Each record is to be transcribed exactly.

- - - - - - -

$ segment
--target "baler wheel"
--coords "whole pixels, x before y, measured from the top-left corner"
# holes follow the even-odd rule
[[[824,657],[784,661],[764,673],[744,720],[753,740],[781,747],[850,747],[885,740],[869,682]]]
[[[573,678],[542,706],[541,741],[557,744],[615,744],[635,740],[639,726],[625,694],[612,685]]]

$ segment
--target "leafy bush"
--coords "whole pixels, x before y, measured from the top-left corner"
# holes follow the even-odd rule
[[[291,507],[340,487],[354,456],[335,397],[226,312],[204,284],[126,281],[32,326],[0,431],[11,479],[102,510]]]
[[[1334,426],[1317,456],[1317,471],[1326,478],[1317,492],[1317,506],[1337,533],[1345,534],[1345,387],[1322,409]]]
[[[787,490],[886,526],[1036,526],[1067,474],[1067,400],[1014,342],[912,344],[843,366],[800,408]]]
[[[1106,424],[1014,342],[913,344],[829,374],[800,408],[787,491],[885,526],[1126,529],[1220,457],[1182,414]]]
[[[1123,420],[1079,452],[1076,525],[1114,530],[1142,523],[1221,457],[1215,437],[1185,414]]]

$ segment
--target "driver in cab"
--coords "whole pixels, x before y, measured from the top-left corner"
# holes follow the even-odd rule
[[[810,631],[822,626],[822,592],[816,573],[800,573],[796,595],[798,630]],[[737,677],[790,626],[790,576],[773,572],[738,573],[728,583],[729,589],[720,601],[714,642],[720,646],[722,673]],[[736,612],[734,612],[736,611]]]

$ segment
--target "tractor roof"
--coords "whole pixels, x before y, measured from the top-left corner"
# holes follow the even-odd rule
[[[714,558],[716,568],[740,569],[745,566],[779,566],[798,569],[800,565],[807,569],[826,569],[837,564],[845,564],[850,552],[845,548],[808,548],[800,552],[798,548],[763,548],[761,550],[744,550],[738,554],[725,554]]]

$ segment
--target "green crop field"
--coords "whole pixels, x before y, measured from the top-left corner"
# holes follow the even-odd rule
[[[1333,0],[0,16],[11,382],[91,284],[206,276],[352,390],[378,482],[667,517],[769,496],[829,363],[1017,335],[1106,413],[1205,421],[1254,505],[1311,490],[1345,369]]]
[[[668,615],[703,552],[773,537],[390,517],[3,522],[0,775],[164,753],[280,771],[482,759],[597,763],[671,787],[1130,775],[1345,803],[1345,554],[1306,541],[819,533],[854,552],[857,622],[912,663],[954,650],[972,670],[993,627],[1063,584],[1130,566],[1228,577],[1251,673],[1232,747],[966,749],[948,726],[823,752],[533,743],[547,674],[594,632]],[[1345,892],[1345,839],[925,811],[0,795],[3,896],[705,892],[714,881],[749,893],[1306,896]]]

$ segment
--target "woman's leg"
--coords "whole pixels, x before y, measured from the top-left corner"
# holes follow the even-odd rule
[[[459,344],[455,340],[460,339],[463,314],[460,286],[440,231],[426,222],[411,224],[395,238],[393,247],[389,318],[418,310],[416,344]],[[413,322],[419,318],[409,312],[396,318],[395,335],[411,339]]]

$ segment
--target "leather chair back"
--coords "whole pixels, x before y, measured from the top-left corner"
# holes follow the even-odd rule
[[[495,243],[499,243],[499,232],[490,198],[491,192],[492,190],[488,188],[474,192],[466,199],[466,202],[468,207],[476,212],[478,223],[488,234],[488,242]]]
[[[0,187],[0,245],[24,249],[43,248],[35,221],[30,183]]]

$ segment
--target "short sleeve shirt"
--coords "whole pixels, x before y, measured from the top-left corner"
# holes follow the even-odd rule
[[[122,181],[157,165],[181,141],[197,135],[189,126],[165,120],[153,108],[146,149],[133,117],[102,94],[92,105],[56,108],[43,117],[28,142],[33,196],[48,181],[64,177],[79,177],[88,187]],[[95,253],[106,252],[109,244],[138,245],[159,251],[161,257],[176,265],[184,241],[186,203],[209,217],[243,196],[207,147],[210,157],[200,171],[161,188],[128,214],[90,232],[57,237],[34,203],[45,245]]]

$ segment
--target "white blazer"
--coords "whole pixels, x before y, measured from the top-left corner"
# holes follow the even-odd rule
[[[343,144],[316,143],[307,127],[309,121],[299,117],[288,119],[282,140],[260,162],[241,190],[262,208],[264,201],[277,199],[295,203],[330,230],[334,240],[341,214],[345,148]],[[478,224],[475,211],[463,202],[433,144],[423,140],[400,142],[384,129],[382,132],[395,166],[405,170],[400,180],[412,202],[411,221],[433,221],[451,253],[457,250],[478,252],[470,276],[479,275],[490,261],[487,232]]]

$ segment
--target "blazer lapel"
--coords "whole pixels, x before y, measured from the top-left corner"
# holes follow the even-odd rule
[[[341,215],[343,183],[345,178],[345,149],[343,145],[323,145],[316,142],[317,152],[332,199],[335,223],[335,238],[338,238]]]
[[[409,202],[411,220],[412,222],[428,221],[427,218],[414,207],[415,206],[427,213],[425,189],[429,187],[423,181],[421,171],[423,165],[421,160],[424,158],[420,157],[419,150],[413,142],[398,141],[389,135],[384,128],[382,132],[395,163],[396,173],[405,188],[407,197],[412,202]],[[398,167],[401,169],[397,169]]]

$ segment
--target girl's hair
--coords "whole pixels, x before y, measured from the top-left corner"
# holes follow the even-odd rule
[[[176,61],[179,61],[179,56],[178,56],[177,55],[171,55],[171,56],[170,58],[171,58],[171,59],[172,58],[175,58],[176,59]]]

- - - - - - -

- RESULT BELOW -
$ segment
--target "baler wheel"
--coords "whole pixels, x before y, measured from the top-left corner"
# holes follow the even-odd rule
[[[824,657],[784,661],[764,673],[744,720],[753,740],[781,747],[850,747],[885,740],[869,682]]]
[[[573,678],[542,706],[541,741],[557,744],[615,744],[635,740],[639,726],[625,694],[612,685]]]

$ segment
--target "leafy bush"
--coords "whole pixels, x before y, measured from the top-left corner"
# holes follow the even-odd rule
[[[291,507],[340,487],[354,456],[335,397],[226,312],[204,284],[126,281],[32,326],[0,431],[11,479],[102,510]]]
[[[1334,426],[1317,456],[1317,471],[1326,478],[1317,492],[1317,506],[1337,533],[1345,534],[1345,387],[1322,409]]]
[[[787,490],[886,526],[1036,526],[1067,474],[1067,400],[1014,342],[912,344],[843,366],[800,408]]]
[[[1106,424],[1014,342],[913,344],[829,374],[800,408],[787,491],[885,526],[1126,529],[1220,457],[1182,414]]]
[[[1123,420],[1079,452],[1076,525],[1114,530],[1142,523],[1221,457],[1215,437],[1185,414]]]

$ segment
--target "driver in cab"
--coords "whole pixels, x before y, measured from the top-left corner"
# holes follow the even-odd rule
[[[810,631],[822,626],[822,592],[816,573],[800,573],[796,595],[798,630]],[[737,677],[790,626],[790,576],[773,572],[738,573],[728,583],[729,589],[720,601],[714,642],[720,646],[722,673]],[[736,612],[734,612],[736,611]]]

$ segment
--target "tractor roof"
--coords "whole pixels, x before y, measured from the top-left corner"
# holes follow the even-odd rule
[[[714,558],[716,568],[740,569],[745,566],[779,566],[798,569],[800,565],[807,569],[826,569],[837,564],[845,564],[850,552],[845,548],[808,548],[800,552],[798,548],[763,548],[761,550],[744,550],[738,554],[725,554]]]

$ segment
--target "green crop field"
--coords "whole pixels, x before y, measured from the top-left corner"
# holes follow the even-odd rule
[[[1333,0],[0,16],[11,382],[91,284],[206,276],[352,390],[378,482],[667,517],[769,496],[829,363],[1017,335],[1106,413],[1205,421],[1254,505],[1311,490],[1345,369]]]
[[[668,615],[703,552],[773,537],[390,517],[3,522],[0,775],[164,753],[280,771],[482,759],[597,763],[671,787],[1130,775],[1345,803],[1345,554],[1306,541],[819,533],[854,552],[857,622],[912,663],[954,650],[972,670],[993,627],[1063,584],[1130,566],[1228,577],[1251,673],[1232,747],[966,749],[948,726],[823,752],[533,743],[547,674],[594,632]],[[1345,892],[1345,839],[925,811],[0,795],[3,896],[705,892],[714,881],[749,893],[1306,896]]]

$ segment
--target "woman's leg"
--coords "whole pixels, x before y, measured from the top-left corner"
# holes follow the even-odd rule
[[[459,344],[455,340],[460,339],[463,314],[460,286],[440,231],[426,222],[411,224],[395,238],[393,247],[389,318],[418,310],[416,344]],[[413,322],[419,318],[409,312],[396,318],[395,335],[411,339]]]

$ segment
--target "leather chair back"
--coords "whole pixels, x before y, measured from the top-left corner"
# holes follow the even-odd rule
[[[495,243],[499,243],[499,232],[490,198],[491,192],[492,190],[488,188],[474,192],[466,199],[466,202],[468,207],[476,212],[478,223],[488,234],[488,242]]]
[[[0,187],[0,245],[24,249],[43,248],[35,221],[30,183]]]

$ segment
--target "short sleeve shirt"
--coords "whole pixels, x before y, measured from the top-left corner"
# holes follow the even-odd rule
[[[122,181],[157,165],[181,141],[197,135],[189,126],[165,120],[153,108],[146,149],[133,117],[102,94],[92,105],[56,108],[43,117],[28,142],[33,196],[48,181],[64,177],[79,177],[88,187]],[[95,253],[106,252],[109,244],[138,245],[159,251],[161,257],[176,265],[184,241],[186,203],[209,217],[243,196],[207,147],[210,157],[200,171],[161,188],[128,214],[90,232],[57,237],[34,203],[45,245]]]

$ segment
--target "white blazer"
--coords "whole pixels, x before y, measured from the top-left corner"
# holes follow the even-odd rule
[[[343,144],[316,143],[307,127],[309,121],[299,117],[288,119],[282,140],[260,162],[241,190],[262,208],[264,201],[277,199],[295,203],[330,230],[334,240],[341,214],[345,148]],[[478,224],[475,211],[463,202],[433,144],[423,140],[400,142],[384,129],[382,132],[395,166],[405,170],[400,180],[412,202],[411,221],[433,221],[451,253],[457,250],[478,252],[470,276],[479,275],[490,261],[487,232]]]

$ segment
--target "blazer lapel"
--coords "whole pixels, x before y, measured from the top-left corner"
# holes follow the even-odd rule
[[[341,215],[343,183],[345,178],[345,149],[343,145],[323,145],[316,142],[317,152],[332,199],[335,223],[335,238],[338,238]]]
[[[409,202],[411,220],[412,222],[428,221],[427,218],[414,207],[415,206],[427,213],[425,189],[429,187],[423,181],[421,171],[423,165],[421,160],[424,158],[420,157],[419,150],[413,142],[398,141],[389,135],[384,128],[382,132],[395,163],[396,173],[405,188],[407,197],[412,202]],[[398,167],[401,169],[397,169]]]

$ segment
--target girl's hair
--coords "whole pixels, x before y, measured from the top-left corner"
# holes follow the even-odd rule
[[[176,61],[179,61],[179,56],[178,56],[177,55],[171,55],[171,56],[170,58],[171,58],[171,59],[172,58],[175,58],[176,59]]]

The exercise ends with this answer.